[Excerpts of location labeling data]
★ ★ ★
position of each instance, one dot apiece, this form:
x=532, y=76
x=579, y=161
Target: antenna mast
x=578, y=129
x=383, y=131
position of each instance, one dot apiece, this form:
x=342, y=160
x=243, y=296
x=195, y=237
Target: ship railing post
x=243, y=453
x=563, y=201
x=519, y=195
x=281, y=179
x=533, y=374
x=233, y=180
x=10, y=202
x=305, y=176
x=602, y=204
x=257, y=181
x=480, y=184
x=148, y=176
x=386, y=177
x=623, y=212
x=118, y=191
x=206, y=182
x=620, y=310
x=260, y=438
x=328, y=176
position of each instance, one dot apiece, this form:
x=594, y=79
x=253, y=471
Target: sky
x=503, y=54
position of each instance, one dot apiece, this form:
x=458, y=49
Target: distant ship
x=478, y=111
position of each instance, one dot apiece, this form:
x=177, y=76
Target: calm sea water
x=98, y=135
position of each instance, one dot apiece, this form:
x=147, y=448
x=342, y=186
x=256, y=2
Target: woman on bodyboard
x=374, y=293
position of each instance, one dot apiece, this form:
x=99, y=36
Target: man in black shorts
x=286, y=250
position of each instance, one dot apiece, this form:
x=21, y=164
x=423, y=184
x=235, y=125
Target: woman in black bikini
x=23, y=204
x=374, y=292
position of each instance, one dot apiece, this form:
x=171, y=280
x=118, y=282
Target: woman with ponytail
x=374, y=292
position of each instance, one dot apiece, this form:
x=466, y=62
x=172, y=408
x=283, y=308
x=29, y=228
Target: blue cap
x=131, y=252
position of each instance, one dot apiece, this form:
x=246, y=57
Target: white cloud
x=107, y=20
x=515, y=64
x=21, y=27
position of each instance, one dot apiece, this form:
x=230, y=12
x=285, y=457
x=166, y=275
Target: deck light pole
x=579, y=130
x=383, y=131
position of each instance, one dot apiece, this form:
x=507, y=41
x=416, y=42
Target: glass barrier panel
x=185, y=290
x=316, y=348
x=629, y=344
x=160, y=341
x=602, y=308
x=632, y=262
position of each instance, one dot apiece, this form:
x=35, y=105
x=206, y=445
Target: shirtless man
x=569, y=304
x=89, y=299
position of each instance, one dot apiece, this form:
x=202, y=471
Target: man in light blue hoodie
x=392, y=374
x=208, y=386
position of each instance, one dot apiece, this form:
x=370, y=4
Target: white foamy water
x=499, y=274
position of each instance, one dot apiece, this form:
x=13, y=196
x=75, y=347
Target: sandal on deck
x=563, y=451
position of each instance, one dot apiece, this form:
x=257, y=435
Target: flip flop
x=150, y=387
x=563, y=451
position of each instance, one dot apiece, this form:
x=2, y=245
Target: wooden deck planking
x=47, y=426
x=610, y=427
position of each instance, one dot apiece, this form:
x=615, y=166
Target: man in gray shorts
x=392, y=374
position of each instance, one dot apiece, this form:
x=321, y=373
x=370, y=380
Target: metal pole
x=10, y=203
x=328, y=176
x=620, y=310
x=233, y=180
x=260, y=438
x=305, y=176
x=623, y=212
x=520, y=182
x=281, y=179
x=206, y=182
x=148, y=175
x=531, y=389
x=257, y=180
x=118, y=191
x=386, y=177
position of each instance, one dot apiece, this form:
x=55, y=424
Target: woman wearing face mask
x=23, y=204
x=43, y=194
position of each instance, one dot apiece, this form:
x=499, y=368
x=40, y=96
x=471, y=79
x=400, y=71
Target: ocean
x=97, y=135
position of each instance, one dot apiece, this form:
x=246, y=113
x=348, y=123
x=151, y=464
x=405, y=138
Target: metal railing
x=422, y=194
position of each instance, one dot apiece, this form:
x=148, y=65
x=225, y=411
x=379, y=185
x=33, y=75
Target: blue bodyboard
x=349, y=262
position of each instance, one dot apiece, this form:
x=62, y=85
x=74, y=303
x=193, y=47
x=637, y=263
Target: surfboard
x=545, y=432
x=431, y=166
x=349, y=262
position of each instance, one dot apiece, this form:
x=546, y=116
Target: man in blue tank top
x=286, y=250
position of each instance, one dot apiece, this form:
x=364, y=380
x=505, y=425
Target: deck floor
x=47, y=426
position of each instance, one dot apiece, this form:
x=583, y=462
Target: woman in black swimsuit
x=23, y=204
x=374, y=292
★ ★ ★
**AIM OF THE EXERCISE:**
Locate every line in the entries above that contains the word "black" and copy each such line in full.

**SOLUTION TO THE PROBLEM:**
Target: man in black shorts
Target: woman in black bikini
Target: woman in black swimsuit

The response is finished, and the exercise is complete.